Task directions> Report every line in the entries below that contains the word "wire", matching case exactly.

Excerpted data>

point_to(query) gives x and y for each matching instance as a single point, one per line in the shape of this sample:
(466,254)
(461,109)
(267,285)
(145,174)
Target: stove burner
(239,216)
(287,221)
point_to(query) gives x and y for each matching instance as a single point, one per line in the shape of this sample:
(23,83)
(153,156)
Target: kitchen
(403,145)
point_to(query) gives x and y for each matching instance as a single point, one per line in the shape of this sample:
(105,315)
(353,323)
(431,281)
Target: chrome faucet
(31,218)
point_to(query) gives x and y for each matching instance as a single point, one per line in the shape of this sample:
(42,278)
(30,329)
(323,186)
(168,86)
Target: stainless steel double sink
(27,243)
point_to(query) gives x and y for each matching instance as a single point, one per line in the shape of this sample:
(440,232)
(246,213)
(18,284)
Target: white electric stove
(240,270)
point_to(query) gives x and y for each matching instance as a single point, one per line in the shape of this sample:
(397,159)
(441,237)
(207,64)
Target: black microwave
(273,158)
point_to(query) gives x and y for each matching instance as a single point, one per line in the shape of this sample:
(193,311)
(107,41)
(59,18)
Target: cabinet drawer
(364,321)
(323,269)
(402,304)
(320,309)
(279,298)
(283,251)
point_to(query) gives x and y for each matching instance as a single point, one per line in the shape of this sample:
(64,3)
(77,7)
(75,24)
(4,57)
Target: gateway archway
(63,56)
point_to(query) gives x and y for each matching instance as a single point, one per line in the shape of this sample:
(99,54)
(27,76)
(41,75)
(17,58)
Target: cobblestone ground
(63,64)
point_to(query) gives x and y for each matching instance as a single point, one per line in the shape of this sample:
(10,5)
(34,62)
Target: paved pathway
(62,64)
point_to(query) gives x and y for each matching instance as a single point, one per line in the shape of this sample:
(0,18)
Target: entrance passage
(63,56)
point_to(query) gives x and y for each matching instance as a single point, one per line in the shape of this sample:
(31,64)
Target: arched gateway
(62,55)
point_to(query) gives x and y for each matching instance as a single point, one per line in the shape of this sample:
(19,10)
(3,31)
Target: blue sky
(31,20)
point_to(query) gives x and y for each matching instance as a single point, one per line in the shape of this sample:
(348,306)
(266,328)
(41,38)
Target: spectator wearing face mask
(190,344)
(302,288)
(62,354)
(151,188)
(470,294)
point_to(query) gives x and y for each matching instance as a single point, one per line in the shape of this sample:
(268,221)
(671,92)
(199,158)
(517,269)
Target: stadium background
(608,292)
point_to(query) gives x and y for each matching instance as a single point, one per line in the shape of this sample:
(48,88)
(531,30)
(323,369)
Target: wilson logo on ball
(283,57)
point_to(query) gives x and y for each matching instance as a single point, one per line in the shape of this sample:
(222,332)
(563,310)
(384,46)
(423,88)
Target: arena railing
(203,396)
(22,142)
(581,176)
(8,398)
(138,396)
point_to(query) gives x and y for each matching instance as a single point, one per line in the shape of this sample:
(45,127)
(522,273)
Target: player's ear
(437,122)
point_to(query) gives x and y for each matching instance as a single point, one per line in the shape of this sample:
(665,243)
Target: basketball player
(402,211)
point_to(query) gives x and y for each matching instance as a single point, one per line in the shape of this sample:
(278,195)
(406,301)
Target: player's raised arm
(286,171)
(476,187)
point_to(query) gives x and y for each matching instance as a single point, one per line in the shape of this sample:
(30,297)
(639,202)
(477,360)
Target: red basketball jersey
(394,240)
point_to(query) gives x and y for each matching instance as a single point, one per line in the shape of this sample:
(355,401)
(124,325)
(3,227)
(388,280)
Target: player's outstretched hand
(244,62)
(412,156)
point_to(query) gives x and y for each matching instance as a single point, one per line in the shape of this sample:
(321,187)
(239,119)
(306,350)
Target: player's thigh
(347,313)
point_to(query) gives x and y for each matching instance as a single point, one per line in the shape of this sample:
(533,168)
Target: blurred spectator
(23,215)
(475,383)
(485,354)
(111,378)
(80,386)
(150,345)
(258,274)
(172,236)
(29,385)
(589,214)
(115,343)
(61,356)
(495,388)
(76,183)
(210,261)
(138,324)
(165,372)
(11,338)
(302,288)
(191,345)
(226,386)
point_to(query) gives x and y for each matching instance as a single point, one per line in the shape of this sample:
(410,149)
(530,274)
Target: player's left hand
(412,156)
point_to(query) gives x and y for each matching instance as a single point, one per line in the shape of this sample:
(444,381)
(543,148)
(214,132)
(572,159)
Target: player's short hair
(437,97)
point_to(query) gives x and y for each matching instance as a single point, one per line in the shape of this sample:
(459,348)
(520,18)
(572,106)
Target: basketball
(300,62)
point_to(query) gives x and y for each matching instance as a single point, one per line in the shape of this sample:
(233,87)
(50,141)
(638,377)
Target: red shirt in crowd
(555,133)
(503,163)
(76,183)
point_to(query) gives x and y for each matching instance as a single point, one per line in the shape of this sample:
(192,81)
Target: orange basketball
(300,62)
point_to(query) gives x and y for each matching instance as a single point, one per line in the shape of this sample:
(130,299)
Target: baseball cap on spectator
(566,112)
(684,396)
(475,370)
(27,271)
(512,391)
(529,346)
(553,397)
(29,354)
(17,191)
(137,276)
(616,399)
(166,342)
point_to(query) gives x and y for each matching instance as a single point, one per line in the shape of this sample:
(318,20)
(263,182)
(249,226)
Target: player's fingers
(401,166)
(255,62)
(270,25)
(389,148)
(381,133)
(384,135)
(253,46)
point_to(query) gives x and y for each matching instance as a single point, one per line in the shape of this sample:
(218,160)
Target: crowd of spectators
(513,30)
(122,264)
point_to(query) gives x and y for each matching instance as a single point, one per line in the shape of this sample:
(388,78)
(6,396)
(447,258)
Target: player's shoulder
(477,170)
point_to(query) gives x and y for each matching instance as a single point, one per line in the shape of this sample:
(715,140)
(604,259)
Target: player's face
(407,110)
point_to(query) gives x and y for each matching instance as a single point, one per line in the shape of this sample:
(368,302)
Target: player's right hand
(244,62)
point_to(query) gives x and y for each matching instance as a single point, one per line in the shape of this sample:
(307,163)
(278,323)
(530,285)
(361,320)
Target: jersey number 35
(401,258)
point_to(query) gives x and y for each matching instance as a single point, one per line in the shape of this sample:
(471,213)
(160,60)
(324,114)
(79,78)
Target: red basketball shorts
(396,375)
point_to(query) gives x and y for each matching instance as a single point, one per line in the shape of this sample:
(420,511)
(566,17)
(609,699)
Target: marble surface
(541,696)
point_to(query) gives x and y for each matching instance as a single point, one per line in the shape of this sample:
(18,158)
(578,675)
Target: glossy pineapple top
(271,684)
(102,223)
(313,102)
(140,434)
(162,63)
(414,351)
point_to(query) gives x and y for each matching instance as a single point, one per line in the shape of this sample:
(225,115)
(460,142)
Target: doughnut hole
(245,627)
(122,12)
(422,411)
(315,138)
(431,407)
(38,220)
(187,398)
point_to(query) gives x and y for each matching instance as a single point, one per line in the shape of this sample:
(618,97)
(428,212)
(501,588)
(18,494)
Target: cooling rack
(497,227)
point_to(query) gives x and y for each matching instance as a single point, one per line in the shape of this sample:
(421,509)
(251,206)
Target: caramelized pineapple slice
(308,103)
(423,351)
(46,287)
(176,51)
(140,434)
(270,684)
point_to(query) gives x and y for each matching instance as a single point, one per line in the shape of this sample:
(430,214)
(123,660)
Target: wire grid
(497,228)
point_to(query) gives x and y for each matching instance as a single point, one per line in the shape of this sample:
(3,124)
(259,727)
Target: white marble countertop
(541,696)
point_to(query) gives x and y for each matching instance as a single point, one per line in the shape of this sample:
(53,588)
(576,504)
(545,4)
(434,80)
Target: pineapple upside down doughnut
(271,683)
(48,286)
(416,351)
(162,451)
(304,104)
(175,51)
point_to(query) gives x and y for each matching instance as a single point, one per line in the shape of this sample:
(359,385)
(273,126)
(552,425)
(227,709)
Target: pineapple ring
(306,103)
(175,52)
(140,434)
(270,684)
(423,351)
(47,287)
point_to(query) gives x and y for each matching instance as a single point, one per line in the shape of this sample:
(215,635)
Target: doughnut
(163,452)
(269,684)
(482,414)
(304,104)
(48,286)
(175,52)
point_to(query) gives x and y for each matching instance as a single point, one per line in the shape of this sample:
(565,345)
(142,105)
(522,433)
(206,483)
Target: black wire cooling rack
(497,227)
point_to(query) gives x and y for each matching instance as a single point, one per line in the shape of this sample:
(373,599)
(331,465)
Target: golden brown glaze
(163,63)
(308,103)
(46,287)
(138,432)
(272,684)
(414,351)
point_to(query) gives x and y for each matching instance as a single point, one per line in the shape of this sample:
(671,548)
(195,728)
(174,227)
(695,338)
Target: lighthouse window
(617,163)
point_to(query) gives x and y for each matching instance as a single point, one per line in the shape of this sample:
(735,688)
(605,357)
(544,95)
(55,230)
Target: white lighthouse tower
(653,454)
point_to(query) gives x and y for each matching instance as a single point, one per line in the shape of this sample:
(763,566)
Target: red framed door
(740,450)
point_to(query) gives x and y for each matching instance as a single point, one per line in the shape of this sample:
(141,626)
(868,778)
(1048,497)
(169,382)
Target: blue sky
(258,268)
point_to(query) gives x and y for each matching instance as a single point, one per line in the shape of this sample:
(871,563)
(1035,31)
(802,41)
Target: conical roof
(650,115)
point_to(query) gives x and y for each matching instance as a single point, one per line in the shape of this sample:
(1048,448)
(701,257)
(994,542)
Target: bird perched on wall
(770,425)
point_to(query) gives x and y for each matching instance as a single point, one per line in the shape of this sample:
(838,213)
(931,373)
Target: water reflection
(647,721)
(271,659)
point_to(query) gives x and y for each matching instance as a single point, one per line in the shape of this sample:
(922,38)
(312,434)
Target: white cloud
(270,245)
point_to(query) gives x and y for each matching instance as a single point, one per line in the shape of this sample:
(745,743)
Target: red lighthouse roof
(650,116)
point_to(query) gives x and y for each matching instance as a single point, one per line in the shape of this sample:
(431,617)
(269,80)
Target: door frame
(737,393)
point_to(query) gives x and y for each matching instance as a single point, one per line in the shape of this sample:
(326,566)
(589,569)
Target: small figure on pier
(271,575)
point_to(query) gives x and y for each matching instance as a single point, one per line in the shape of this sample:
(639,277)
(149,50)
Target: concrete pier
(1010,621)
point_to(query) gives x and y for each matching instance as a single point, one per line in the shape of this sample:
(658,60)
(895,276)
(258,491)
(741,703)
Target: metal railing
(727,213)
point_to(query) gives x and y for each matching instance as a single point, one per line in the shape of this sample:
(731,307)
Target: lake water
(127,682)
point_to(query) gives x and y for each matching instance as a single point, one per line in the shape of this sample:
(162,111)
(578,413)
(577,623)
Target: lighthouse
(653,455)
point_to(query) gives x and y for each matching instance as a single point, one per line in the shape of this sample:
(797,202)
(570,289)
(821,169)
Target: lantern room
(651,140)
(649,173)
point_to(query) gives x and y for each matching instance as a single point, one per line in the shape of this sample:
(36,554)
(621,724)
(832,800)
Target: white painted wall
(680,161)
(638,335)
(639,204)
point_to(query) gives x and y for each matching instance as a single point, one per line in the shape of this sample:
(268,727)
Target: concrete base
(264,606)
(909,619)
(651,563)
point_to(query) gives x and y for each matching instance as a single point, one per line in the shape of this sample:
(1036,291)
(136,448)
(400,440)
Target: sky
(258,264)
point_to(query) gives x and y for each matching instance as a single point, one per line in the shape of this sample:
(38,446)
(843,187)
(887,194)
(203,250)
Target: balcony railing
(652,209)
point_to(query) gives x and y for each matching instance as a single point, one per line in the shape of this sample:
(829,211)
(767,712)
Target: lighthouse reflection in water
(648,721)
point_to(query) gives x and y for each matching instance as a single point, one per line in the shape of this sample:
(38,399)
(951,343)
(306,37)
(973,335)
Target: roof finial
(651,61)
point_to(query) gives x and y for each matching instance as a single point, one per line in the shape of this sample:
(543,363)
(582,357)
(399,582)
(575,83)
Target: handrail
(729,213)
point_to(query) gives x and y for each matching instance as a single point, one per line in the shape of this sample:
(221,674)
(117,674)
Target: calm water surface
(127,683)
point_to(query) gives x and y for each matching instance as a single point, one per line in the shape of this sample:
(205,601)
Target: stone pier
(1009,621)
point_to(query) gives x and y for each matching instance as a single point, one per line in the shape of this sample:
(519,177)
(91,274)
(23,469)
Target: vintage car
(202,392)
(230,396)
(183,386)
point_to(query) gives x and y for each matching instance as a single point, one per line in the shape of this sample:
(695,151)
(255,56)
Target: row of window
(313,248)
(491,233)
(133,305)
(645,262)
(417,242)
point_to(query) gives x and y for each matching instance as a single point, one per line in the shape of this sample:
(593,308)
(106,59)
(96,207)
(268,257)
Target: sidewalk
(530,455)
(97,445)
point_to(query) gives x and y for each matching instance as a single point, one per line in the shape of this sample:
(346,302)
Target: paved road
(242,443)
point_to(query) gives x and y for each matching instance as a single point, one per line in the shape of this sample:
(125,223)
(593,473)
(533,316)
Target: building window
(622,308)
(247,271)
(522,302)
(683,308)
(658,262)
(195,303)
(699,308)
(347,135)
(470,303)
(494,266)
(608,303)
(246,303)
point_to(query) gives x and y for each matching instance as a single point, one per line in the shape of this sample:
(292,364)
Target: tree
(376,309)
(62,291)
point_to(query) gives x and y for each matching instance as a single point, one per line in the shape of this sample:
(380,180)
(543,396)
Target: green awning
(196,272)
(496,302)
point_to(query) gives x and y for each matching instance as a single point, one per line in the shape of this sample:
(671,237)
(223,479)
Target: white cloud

Task output>
Target: wire grid
Target: black wire cooling rack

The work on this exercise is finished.